Goal of the exercise> Find every line in the material below that contains the string "target", and copy each of those lines in the order they appear.

Exercise input>

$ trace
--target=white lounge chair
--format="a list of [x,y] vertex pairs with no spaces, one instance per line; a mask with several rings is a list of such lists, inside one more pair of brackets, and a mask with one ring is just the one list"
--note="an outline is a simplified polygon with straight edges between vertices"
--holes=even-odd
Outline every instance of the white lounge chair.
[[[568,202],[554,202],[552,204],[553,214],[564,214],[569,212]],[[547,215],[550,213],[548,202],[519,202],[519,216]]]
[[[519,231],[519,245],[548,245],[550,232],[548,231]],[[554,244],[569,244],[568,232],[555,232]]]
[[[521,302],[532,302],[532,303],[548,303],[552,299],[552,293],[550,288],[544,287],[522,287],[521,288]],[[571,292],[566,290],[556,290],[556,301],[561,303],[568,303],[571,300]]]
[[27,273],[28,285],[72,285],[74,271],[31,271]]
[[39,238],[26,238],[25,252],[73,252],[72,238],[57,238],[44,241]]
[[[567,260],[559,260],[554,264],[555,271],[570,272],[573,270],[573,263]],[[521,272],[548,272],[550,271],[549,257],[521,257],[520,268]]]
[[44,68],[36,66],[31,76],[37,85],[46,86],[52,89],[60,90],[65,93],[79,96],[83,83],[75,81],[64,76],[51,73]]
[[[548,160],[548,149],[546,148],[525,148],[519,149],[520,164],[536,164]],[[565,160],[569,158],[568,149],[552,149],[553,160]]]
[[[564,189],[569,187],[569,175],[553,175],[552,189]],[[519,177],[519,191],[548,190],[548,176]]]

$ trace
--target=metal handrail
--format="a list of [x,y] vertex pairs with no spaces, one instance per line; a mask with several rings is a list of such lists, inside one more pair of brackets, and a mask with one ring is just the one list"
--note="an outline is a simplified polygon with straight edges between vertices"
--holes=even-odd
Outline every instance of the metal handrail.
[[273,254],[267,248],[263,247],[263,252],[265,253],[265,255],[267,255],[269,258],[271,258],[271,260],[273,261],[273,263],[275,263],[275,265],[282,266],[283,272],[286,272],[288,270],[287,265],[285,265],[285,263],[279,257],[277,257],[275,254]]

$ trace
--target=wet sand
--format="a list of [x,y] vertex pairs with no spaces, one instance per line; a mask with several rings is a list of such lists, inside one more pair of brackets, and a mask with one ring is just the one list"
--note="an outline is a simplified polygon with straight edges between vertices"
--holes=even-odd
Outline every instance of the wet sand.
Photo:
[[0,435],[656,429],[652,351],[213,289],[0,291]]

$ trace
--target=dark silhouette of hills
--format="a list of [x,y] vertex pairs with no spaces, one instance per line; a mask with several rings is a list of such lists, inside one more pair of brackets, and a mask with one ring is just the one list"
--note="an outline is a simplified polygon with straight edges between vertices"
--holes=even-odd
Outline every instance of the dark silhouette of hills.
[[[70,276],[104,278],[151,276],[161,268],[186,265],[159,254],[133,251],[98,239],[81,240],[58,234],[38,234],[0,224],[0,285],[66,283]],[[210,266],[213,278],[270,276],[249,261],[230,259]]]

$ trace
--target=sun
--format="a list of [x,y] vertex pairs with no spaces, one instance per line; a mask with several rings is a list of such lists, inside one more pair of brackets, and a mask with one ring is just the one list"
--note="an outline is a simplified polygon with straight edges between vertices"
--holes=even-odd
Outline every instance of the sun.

Reply to the task>
--target=white lounge chair
--target=metal handrail
--target=wet sand
--target=dark silhouette of hills
--target=sun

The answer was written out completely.